• Extracted entries:
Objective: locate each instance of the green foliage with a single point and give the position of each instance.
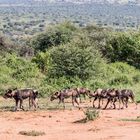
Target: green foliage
(18, 72)
(75, 59)
(124, 48)
(53, 37)
(43, 61)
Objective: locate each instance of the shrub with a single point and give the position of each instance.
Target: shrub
(55, 36)
(75, 60)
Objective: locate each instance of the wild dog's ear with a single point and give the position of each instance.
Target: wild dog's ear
(9, 91)
(15, 88)
(57, 93)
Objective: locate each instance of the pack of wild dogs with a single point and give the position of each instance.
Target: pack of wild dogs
(110, 95)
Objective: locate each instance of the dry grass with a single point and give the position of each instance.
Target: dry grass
(32, 133)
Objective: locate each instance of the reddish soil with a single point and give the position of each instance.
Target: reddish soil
(59, 125)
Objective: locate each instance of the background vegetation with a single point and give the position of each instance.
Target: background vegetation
(69, 56)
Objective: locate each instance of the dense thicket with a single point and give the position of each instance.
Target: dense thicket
(67, 56)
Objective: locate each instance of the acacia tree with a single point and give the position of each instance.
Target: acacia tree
(55, 36)
(124, 48)
(75, 60)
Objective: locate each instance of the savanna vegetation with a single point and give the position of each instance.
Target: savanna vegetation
(65, 55)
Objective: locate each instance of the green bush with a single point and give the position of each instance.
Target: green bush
(75, 60)
(55, 36)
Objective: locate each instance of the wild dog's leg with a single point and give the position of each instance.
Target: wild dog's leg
(72, 100)
(63, 103)
(16, 106)
(99, 106)
(114, 101)
(21, 104)
(94, 101)
(122, 99)
(107, 103)
(126, 103)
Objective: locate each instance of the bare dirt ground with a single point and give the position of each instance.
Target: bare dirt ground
(59, 124)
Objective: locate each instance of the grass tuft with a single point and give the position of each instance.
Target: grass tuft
(32, 133)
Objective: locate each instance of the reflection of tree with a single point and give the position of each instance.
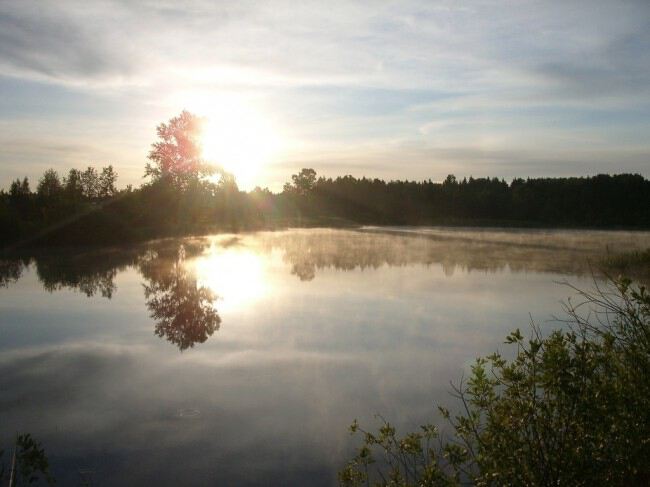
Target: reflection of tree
(91, 272)
(10, 271)
(183, 311)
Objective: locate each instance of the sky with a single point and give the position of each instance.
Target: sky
(395, 90)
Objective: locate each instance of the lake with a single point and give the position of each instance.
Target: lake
(242, 359)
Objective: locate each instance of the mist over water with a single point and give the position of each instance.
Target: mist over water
(241, 359)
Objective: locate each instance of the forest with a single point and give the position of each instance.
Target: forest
(179, 198)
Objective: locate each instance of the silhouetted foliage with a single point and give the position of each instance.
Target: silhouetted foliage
(571, 408)
(176, 158)
(28, 463)
(86, 207)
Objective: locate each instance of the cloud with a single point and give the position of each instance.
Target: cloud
(347, 77)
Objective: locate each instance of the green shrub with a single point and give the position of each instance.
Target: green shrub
(571, 408)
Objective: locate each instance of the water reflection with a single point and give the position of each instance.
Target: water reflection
(182, 278)
(329, 324)
(10, 271)
(183, 311)
(558, 252)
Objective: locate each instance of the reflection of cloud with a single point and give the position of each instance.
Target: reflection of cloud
(563, 252)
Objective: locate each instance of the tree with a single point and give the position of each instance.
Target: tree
(107, 180)
(176, 157)
(49, 186)
(73, 185)
(90, 182)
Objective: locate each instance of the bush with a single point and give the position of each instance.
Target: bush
(571, 408)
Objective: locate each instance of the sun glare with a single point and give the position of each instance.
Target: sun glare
(239, 139)
(235, 275)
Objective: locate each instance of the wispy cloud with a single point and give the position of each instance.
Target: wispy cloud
(351, 79)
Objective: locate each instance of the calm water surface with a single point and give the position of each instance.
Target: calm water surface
(242, 359)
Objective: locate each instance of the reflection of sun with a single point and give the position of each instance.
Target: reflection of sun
(236, 276)
(239, 139)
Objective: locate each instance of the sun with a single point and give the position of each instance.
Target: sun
(239, 139)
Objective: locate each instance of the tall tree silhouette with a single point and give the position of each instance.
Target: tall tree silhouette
(176, 157)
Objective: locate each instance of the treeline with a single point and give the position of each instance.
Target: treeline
(600, 201)
(85, 207)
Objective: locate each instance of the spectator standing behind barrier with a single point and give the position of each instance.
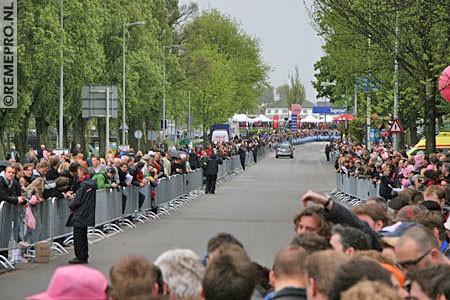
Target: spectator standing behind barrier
(229, 274)
(288, 275)
(105, 180)
(8, 191)
(132, 277)
(12, 154)
(211, 168)
(75, 282)
(82, 215)
(182, 272)
(320, 268)
(327, 151)
(254, 148)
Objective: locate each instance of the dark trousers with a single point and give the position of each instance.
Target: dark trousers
(124, 203)
(243, 163)
(211, 183)
(141, 199)
(80, 242)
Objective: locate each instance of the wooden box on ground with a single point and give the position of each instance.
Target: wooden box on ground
(42, 252)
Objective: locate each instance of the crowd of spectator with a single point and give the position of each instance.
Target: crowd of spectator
(42, 175)
(392, 247)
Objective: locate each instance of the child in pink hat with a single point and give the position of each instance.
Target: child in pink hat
(75, 282)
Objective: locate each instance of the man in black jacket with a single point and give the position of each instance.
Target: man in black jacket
(211, 168)
(242, 154)
(8, 191)
(82, 215)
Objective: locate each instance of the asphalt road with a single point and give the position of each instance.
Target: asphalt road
(256, 206)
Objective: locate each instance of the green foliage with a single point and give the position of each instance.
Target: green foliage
(219, 63)
(361, 41)
(223, 67)
(295, 91)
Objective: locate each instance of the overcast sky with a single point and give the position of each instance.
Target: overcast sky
(283, 28)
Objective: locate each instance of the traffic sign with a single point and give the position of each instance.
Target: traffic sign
(138, 134)
(396, 127)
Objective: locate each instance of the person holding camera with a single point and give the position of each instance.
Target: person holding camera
(106, 179)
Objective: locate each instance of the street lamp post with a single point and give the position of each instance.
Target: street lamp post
(61, 82)
(125, 25)
(164, 87)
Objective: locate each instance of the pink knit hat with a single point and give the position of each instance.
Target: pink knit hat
(407, 170)
(75, 282)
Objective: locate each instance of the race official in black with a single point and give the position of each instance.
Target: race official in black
(82, 208)
(211, 168)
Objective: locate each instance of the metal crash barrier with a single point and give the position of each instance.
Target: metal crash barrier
(170, 194)
(354, 191)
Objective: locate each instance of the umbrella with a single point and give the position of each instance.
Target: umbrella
(343, 117)
(444, 84)
(310, 119)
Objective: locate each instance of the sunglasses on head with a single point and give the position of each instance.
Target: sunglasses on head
(413, 262)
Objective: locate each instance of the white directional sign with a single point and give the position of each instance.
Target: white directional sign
(396, 127)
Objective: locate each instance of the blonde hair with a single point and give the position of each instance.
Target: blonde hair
(36, 188)
(370, 290)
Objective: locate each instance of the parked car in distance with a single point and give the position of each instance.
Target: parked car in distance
(285, 150)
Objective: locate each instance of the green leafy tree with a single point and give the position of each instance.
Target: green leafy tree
(295, 91)
(214, 42)
(422, 42)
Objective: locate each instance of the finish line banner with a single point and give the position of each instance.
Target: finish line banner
(8, 46)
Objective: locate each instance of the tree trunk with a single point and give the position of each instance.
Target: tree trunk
(411, 132)
(2, 144)
(101, 130)
(132, 141)
(79, 134)
(42, 131)
(22, 136)
(205, 137)
(430, 116)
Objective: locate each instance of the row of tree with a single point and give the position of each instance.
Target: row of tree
(218, 63)
(363, 38)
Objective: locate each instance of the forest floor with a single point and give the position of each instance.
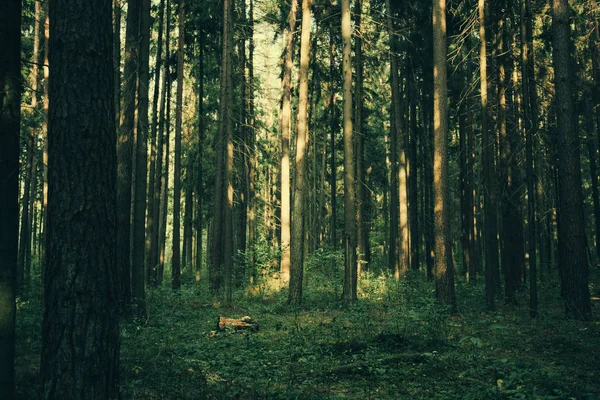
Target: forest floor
(395, 343)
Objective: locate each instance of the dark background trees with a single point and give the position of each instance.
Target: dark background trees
(321, 152)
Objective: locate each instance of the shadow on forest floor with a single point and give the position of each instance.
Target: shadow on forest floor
(394, 343)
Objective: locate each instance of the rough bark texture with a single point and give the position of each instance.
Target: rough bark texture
(141, 168)
(176, 256)
(350, 260)
(228, 214)
(300, 186)
(362, 229)
(10, 116)
(154, 184)
(394, 265)
(444, 271)
(531, 125)
(125, 150)
(80, 340)
(489, 178)
(572, 262)
(286, 117)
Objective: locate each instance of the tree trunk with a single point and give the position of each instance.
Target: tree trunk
(413, 189)
(176, 256)
(154, 185)
(489, 178)
(286, 117)
(125, 150)
(162, 234)
(333, 127)
(350, 262)
(298, 223)
(531, 126)
(512, 232)
(10, 116)
(80, 340)
(199, 169)
(252, 159)
(444, 270)
(228, 214)
(572, 263)
(188, 215)
(141, 168)
(362, 230)
(393, 259)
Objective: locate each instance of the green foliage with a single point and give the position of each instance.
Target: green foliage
(396, 342)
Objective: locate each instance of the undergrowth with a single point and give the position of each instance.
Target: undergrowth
(394, 343)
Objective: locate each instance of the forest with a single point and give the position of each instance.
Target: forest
(299, 199)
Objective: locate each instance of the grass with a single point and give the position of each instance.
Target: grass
(395, 343)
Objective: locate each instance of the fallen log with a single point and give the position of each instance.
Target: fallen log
(237, 325)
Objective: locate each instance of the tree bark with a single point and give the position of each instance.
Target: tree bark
(573, 265)
(444, 270)
(154, 185)
(350, 261)
(80, 340)
(362, 229)
(300, 186)
(141, 168)
(125, 150)
(286, 117)
(489, 178)
(10, 117)
(531, 126)
(393, 259)
(176, 255)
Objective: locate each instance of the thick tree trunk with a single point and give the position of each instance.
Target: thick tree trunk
(298, 223)
(350, 261)
(252, 159)
(125, 150)
(444, 270)
(413, 189)
(362, 229)
(531, 127)
(286, 117)
(154, 184)
(141, 168)
(512, 228)
(227, 239)
(176, 255)
(393, 258)
(10, 116)
(80, 341)
(333, 128)
(572, 263)
(199, 168)
(489, 175)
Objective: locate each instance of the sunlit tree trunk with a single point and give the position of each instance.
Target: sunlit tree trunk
(10, 116)
(286, 117)
(176, 256)
(125, 142)
(393, 259)
(156, 142)
(489, 176)
(444, 270)
(531, 126)
(572, 263)
(350, 260)
(141, 168)
(362, 229)
(228, 240)
(300, 186)
(166, 133)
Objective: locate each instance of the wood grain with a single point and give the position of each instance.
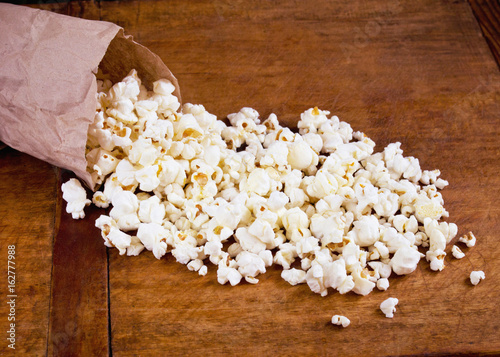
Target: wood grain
(400, 71)
(79, 294)
(418, 72)
(27, 220)
(487, 14)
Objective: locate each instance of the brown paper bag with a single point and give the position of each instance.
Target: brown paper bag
(48, 84)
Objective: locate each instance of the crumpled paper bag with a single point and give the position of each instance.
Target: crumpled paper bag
(48, 84)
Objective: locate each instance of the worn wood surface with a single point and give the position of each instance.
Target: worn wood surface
(418, 72)
(487, 13)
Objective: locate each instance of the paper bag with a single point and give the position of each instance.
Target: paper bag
(48, 84)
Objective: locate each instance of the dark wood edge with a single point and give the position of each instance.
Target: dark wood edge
(79, 322)
(487, 14)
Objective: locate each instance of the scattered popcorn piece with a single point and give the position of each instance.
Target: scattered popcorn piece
(76, 197)
(476, 276)
(294, 276)
(457, 252)
(251, 193)
(388, 307)
(469, 239)
(340, 320)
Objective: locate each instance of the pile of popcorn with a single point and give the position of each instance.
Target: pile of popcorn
(319, 202)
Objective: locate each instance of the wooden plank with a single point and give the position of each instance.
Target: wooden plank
(27, 221)
(487, 14)
(413, 72)
(79, 294)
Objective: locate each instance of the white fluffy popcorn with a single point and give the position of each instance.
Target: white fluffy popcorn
(340, 320)
(476, 276)
(388, 307)
(244, 196)
(76, 198)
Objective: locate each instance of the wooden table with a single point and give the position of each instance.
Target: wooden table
(418, 72)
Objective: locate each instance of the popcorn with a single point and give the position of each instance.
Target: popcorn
(405, 260)
(388, 307)
(469, 239)
(340, 320)
(476, 276)
(294, 276)
(75, 197)
(153, 236)
(248, 195)
(457, 252)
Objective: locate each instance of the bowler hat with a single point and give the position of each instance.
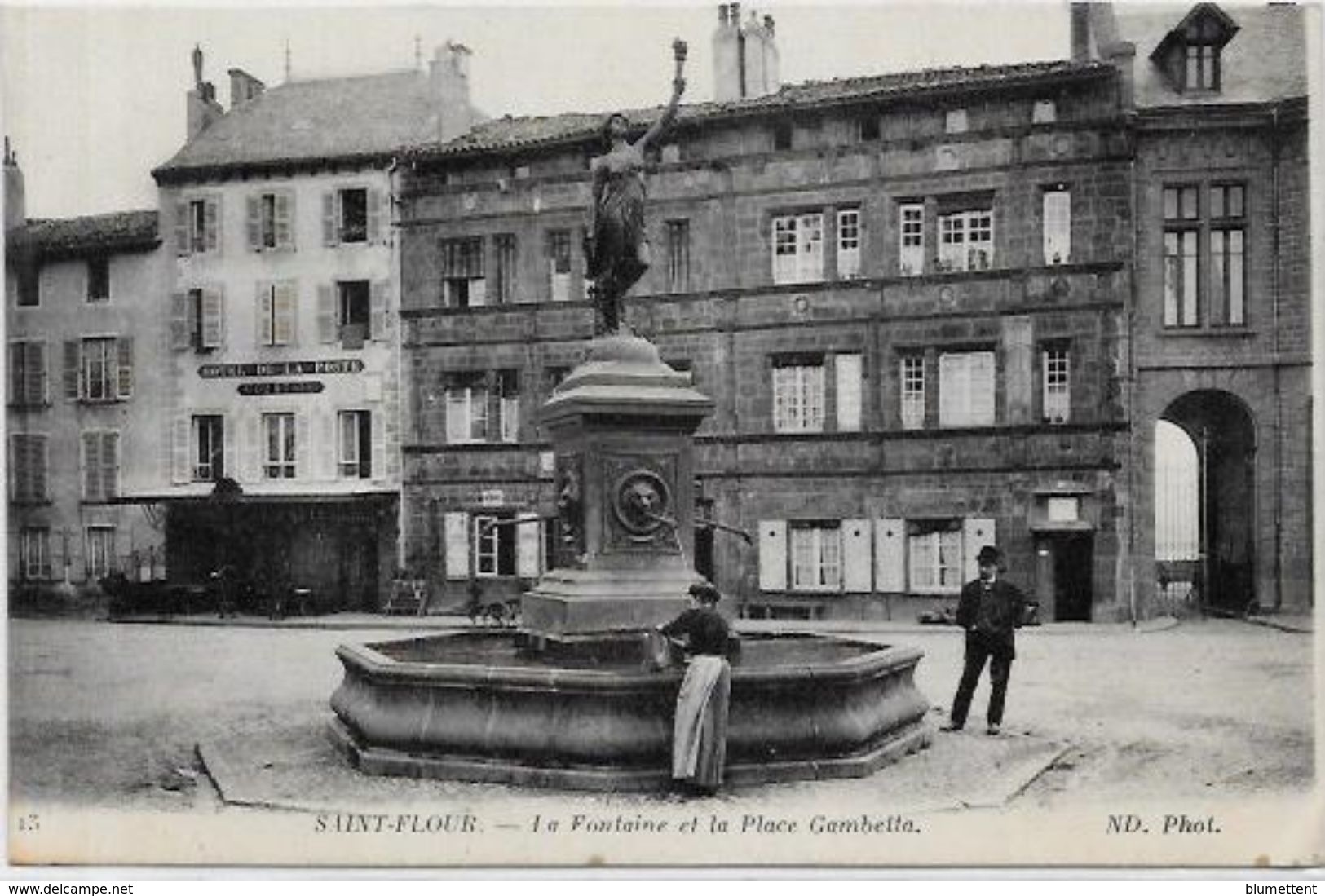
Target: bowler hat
(705, 593)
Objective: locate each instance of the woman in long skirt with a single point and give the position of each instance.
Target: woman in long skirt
(700, 733)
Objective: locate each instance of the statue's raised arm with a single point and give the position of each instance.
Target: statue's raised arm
(664, 122)
(615, 248)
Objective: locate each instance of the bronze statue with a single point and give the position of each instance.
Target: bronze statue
(616, 248)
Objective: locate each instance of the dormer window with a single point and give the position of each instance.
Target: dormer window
(1190, 53)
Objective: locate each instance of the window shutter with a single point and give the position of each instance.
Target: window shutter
(229, 453)
(214, 318)
(252, 448)
(977, 532)
(182, 449)
(91, 466)
(303, 447)
(326, 313)
(38, 466)
(182, 228)
(890, 554)
(456, 536)
(981, 387)
(284, 220)
(1058, 227)
(329, 459)
(377, 214)
(110, 464)
(286, 318)
(379, 320)
(180, 332)
(855, 555)
(850, 370)
(254, 223)
(773, 554)
(329, 201)
(379, 444)
(212, 224)
(264, 315)
(528, 545)
(73, 370)
(125, 358)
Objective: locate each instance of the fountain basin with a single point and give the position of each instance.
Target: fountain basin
(476, 707)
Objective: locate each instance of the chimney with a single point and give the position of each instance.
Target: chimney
(449, 78)
(1123, 56)
(15, 194)
(244, 86)
(1080, 25)
(201, 102)
(745, 56)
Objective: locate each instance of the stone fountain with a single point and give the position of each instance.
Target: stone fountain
(570, 699)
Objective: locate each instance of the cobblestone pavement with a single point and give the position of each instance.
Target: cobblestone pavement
(110, 715)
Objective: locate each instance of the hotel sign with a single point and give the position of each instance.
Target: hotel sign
(281, 369)
(301, 387)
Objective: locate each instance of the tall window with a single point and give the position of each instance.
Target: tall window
(99, 369)
(966, 241)
(504, 272)
(848, 243)
(911, 256)
(353, 215)
(913, 391)
(966, 389)
(494, 546)
(197, 226)
(798, 248)
(1227, 267)
(356, 444)
(28, 460)
(28, 373)
(101, 466)
(559, 264)
(269, 222)
(816, 557)
(99, 280)
(798, 396)
(508, 404)
(1201, 69)
(462, 280)
(35, 553)
(1181, 258)
(934, 557)
(279, 444)
(208, 449)
(197, 320)
(1058, 226)
(276, 311)
(1058, 385)
(466, 408)
(678, 256)
(354, 311)
(101, 552)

• What this task involves: As listed above, the lines from the line with "Objective: locate each instance of the fallen" to the line with "Objective: locate each instance of the thick" are to be echoed exactly, with both ends included and nothing added.

• Solved exercise:
Objective: locate each instance of the fallen log with a single point and give the position of each instance.
Target: fallen log
(237, 325)
Objective: locate each instance of the tree bark with a single point and give the position of each instance.
Target: tree bark
(573, 265)
(444, 270)
(154, 185)
(350, 261)
(80, 340)
(362, 229)
(300, 186)
(141, 168)
(125, 150)
(286, 117)
(489, 178)
(10, 117)
(531, 126)
(393, 259)
(176, 255)
Objective: locate each instance of the thick tree trunk with a single point and give the position of each instance.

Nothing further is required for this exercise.